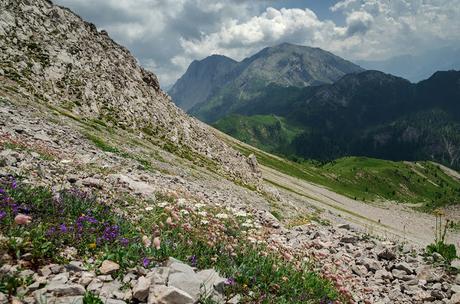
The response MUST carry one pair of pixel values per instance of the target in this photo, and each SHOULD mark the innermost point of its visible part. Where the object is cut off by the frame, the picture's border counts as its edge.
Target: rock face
(54, 57)
(285, 64)
(184, 286)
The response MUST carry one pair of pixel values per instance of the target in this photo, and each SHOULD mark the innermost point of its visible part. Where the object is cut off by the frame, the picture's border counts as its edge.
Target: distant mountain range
(417, 67)
(307, 103)
(218, 80)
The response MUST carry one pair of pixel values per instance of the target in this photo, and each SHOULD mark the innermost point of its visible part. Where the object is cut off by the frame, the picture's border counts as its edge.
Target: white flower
(199, 205)
(241, 213)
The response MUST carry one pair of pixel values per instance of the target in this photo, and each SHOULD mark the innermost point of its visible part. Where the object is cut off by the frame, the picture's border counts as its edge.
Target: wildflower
(157, 243)
(124, 242)
(63, 228)
(202, 213)
(169, 221)
(146, 241)
(145, 262)
(241, 213)
(22, 219)
(193, 260)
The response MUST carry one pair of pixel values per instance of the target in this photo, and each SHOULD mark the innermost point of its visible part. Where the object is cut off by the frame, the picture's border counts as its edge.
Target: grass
(205, 237)
(369, 179)
(267, 132)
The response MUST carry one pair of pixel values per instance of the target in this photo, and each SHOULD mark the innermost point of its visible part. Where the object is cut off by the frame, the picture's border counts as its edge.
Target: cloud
(166, 35)
(359, 22)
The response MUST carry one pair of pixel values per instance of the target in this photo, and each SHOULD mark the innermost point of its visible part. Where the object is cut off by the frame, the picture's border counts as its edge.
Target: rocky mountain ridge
(213, 78)
(57, 137)
(52, 55)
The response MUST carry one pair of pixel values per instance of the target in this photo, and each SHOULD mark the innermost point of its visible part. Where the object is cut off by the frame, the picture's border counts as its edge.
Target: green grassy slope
(267, 132)
(371, 179)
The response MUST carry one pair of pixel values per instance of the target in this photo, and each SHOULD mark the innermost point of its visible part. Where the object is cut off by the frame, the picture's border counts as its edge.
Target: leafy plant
(91, 298)
(447, 251)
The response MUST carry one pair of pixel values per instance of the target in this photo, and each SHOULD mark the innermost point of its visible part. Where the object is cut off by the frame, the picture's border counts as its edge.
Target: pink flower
(22, 219)
(146, 241)
(169, 221)
(157, 243)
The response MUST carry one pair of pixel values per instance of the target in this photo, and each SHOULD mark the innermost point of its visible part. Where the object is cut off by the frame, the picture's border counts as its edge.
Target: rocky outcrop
(177, 283)
(50, 55)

# # #

◆ **GOAL**:
Write out the entries above word for word. Do not include the pictures.

◆ **TASK SOLUTION**:
The response MUST carry one pair of pixel values per instance of the target in this photo, and each SHOULD mark the innermost point of its visible part. Where the object is cut off by the frame, the picture's border counts as its edge.
Target: rock face
(54, 57)
(285, 64)
(184, 286)
The response MUST carry one pair of pixel values per instance of the target in this photo, and each SHOULD mark the innermost point of its visible part. Where the object is cut off by the frame, the picture's border counts as its edge.
Target: distant mountain range
(417, 67)
(307, 103)
(218, 80)
The response MUST carry one pair of pixel values per instance of the target in this photo, and each SHOULD mark the innermost point of its visible part. Where the object is cut off by the frame, the picture's border counts as its edge.
Target: white flower
(199, 205)
(241, 213)
The response MUST carry one pair of pixel values per instance of the target in this photo, and each SHOULD mark the innermost point of its visible part. Where the object is cut off by the frame, the picture's border counts as its edge.
Target: wildflower
(157, 243)
(124, 242)
(63, 228)
(202, 213)
(169, 221)
(146, 241)
(145, 262)
(241, 213)
(22, 219)
(193, 260)
The response MUST carry one pair of pixel values per instance of the target in this photo, and each SHOULD mark the innermost point of its visible part. Where the object is cut off by the frame, the picture's border counts as its edge.
Target: grass
(205, 237)
(369, 179)
(267, 132)
The response MUST carry one pair of pixel values per instance of the target in this photo, and each SHOULD mark the innermost point of its visible part. Where the object is cut off by the frame, the picture's border counts as its edge.
Target: cloud
(166, 35)
(359, 22)
The response MUST carry one pair of pixel values per instance of the target in this photo, and each SHOULD mark the innermost point of its visible part. Where the object is cut off by the frame, the picture's border counts as its edge.
Target: rocky mountain ridge
(213, 78)
(57, 137)
(52, 55)
The response MUST carry one pair of pixel values per instance of the target in this photo, and each SHOULD mark the innermost point of its visible part. Where the object is cut off by the frame, the picture's border counts as its edge.
Target: green grassy slope
(267, 132)
(371, 179)
The response MUST carry one pair of pixel values per instance of the target in this photo, and each SHOULD mark the innermost point of its visible part. Where the object is cut off by the frame, the picture's border counts as its edge.
Target: leafy plant
(91, 298)
(447, 251)
The response MUST carry one pair of pixel values per instance of the target in this photo, and each SHOULD mark the innermost point of its visible part. Where the object is cut off by the frame, the picture's border counts as its edge.
Target: pink flower
(22, 219)
(146, 241)
(169, 221)
(157, 243)
The response MUST carry one pair of pixel values per instance of the target in this photo, and each SHOULD mark the innermost point of its visible part. Where the object is cut off by the frame, the picture's border counts as its edge.
Target: rocky outcrop
(177, 283)
(50, 55)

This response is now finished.